**Required work**
Where a line in the listing contains the string "Return", copy that line out.

**Data extracts**

^^^^^^^^^^^^^^^^

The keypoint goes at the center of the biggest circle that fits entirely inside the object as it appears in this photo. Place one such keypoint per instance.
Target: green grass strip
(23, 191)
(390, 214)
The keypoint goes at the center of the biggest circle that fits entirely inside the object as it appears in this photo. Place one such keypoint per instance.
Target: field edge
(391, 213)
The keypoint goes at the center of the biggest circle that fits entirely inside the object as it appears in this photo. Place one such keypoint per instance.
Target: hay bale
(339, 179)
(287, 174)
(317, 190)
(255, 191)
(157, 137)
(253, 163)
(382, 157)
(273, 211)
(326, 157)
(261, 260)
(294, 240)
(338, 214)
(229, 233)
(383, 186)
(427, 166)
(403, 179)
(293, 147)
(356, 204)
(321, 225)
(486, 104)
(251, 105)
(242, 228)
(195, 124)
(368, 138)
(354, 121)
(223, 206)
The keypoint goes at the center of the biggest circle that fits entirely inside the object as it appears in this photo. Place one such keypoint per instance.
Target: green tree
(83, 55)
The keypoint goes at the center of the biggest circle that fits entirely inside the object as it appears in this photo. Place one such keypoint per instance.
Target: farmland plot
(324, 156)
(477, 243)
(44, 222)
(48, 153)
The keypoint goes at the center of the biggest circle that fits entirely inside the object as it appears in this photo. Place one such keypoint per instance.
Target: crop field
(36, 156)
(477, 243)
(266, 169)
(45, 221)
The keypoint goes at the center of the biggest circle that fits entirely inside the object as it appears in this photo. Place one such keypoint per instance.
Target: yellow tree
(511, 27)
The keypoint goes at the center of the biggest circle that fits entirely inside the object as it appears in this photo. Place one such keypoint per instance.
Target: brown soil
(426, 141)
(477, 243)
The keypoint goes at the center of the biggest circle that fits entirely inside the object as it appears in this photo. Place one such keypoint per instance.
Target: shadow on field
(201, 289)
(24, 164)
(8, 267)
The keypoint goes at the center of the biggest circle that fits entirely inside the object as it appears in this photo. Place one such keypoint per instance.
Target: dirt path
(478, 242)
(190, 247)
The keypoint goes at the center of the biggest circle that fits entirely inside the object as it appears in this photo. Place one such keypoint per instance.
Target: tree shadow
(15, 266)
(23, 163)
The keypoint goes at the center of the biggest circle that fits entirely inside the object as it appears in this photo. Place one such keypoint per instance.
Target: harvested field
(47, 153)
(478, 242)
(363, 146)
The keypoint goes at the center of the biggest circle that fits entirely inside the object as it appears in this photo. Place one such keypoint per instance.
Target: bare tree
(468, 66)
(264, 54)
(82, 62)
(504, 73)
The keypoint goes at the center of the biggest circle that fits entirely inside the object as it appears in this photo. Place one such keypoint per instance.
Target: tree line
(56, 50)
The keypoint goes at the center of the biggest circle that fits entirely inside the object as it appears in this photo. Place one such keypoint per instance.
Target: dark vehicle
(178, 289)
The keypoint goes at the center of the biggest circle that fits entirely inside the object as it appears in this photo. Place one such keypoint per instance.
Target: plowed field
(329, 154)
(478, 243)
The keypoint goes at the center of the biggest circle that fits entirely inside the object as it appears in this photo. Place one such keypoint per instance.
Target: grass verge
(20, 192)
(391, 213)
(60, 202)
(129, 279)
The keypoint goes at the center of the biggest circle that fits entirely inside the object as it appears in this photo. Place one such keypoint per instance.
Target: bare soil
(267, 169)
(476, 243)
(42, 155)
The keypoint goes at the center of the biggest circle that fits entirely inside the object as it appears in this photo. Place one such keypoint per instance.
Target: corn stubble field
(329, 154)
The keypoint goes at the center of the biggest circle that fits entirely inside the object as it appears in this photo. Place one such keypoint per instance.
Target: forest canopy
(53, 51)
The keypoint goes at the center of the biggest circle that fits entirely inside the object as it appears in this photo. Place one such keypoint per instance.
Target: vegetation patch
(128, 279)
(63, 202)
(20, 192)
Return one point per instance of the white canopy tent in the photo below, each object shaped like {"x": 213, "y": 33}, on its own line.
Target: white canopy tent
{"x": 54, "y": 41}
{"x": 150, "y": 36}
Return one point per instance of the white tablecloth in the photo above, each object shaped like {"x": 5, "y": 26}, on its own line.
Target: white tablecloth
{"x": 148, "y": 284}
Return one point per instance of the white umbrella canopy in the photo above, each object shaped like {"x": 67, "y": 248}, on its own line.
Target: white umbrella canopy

^^^^^^^^^^^^^^^^

**Problem solution**
Return one point per instance of the white canopy tent in the photo below, each object shaped like {"x": 213, "y": 33}, on its own line.
Return one point per instance of the white tablecloth in the photo above, each object shaped like {"x": 5, "y": 26}, on its own line.
Return one point per instance of the white umbrella canopy in the photo above, each object shaped like {"x": 67, "y": 248}, on its own line.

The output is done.